═════ SELECTED EXTRACT

I have a few questions.  What's the difference in the OM1 to OM4 besides speed?  Anything in particular with fiber numbering I need to know?

 

I see primis cable does it where I can pick my cable, buy it per foot in length and they will do the ends.  The most expensive is $2'

 

Should I be worried with a 3 year old playing in the house and the fact that I've got a laser or 2 on?  

 

I worry about turning the corner coming into the buildings.  Do you have experience running this?  If so, how fragile is it.  

The good news is my current WISP found a glitch in their tower and thinks it might solve the intermittent latency and dropping issue.  Fingers crossed because then I can keep both WISP dishes on my house.  One less problem to solve.  

 

OM1 is usually orange and the core is 62.5 micron

OM4 is usually blue and the core is 50 micron

 

The difference lies in the bandwidth and power coupling efficiency.  Long story short OM4 offers about 3 times more bandwidth.  Both are multi mode fiber using LED light sources at 850nm.  Your max distance will be about 300 meters.  Once you go over that you get into single mode and the costs go exponentially for fiber and optics.

 

If your running this at home OM1 should be fine, just remember to buy it pre-terminated,  LC and SC being the most common connectors... I would suggest LC as it's more common.

══════════

# [WHAT TO DO]
Carry on the forum discussion of OM1 and OM4 multimode fiber cabling from its final sentence. The items come from a separate source unrelated to the passage above.

═════ DATA SHOWN

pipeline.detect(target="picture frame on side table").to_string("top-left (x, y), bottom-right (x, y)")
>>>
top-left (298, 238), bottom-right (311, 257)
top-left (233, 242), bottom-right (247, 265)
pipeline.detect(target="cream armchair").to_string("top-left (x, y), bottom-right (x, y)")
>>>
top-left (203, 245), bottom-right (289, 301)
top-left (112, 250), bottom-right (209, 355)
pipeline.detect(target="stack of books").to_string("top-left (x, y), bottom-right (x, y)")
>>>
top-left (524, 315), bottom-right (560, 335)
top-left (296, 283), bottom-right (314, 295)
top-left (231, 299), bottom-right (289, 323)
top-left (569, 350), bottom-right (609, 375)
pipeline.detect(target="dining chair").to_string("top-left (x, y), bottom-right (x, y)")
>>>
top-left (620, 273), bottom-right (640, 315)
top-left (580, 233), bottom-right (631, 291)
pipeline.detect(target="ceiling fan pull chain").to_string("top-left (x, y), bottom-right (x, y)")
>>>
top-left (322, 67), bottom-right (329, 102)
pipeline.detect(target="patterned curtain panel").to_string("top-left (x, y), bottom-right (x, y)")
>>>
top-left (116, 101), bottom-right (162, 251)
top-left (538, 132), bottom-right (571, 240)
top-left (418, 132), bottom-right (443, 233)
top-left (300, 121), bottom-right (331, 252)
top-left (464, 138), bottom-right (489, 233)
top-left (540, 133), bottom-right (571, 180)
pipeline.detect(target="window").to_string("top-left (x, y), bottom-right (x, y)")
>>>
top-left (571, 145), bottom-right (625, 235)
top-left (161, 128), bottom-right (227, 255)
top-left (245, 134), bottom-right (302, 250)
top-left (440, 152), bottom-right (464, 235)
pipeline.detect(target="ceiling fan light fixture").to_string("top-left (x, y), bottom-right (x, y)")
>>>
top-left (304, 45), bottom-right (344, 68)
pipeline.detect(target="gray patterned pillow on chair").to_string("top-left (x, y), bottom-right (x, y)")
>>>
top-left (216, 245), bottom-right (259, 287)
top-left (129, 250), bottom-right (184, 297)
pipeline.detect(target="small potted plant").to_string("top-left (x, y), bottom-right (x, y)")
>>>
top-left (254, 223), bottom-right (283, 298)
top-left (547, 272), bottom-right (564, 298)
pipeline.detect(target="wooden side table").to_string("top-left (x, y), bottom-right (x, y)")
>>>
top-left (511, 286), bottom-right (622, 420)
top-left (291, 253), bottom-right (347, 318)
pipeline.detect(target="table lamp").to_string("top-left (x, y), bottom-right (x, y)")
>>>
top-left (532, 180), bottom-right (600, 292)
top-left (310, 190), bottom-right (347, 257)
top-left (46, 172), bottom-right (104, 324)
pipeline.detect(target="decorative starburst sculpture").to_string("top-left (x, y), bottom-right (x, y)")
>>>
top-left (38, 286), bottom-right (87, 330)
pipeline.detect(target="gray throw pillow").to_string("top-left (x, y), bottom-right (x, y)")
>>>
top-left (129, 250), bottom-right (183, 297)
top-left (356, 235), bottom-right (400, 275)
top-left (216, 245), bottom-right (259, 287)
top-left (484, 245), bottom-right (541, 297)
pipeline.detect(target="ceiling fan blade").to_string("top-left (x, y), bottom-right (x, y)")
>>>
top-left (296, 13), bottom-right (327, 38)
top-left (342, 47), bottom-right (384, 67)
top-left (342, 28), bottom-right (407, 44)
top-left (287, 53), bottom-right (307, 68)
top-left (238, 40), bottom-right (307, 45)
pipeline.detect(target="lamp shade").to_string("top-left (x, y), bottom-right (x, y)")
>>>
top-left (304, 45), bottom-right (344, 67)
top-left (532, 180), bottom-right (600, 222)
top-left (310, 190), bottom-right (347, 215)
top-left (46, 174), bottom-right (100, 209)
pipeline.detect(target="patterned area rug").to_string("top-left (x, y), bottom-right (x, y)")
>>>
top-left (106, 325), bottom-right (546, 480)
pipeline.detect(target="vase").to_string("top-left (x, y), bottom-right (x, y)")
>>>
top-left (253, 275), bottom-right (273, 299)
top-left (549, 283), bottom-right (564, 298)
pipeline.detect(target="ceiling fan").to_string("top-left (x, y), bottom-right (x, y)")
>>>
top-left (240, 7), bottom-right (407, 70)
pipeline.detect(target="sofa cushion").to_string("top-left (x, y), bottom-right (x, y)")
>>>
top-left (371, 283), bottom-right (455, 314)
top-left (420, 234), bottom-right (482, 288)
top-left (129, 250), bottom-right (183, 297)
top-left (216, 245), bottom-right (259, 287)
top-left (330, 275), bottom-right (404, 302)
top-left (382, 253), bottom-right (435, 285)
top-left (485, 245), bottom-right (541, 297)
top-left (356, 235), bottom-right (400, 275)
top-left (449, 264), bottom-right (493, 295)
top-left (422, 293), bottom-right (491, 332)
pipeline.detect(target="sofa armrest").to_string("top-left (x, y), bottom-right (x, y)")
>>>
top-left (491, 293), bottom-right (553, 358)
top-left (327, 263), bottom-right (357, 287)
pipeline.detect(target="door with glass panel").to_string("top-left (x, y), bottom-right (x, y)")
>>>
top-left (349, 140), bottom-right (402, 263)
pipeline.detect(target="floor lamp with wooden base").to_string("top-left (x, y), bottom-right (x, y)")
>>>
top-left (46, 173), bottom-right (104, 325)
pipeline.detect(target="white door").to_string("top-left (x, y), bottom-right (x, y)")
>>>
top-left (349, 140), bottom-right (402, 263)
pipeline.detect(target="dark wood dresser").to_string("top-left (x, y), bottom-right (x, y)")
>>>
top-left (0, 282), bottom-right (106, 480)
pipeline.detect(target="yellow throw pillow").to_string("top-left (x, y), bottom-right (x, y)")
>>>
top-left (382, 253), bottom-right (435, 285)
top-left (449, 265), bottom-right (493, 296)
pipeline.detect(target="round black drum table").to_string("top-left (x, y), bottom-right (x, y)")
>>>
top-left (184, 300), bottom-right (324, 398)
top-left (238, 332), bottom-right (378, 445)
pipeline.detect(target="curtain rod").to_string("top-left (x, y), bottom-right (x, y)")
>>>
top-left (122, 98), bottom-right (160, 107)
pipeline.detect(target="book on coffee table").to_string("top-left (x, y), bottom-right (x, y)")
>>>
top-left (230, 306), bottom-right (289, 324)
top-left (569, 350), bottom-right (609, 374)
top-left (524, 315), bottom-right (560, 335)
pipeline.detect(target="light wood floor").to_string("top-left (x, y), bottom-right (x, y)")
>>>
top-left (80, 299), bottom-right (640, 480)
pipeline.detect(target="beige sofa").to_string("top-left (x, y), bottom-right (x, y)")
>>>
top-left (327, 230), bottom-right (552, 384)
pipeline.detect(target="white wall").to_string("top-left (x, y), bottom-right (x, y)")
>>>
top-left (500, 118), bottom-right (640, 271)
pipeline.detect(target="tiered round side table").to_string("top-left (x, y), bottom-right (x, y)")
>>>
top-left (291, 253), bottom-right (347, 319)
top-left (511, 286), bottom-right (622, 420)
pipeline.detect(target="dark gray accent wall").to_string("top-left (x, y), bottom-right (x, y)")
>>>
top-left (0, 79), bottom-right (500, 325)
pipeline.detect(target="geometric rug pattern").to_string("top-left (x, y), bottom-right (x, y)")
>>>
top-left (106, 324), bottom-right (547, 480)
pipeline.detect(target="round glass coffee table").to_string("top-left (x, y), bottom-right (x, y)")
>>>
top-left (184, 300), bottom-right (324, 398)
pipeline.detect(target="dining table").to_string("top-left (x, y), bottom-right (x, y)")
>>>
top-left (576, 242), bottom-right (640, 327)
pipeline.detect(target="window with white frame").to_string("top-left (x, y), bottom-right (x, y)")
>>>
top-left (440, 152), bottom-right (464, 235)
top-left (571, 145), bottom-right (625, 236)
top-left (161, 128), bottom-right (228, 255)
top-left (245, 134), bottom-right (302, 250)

══════════

# [WRITTEN REPLY]
 

Multimode does not use lasers, it's an LED tuned to 850nm.  You can see it if you look down the fiber... I do it all the time and have had no problem.  It's relatively safe and should pose no problem if you don't stair at if for long.  Singlemode uses lasers with significant power levels depending on the span distance.  This will cause eye damage.  It's clad in yellow.... and is 1310nm but can also have multiple wavelengths multiplexed together in the 1500nm range.

 

Fiber is actually quite strong it has a Kevlar jacket usually so you can yank on it like crazy.  It's weakness is bends and you have to watch the bend radius carefully.  A sharp 90 angle will damage it, you will also get signal loss as you bend the fiber so keep that in mind too.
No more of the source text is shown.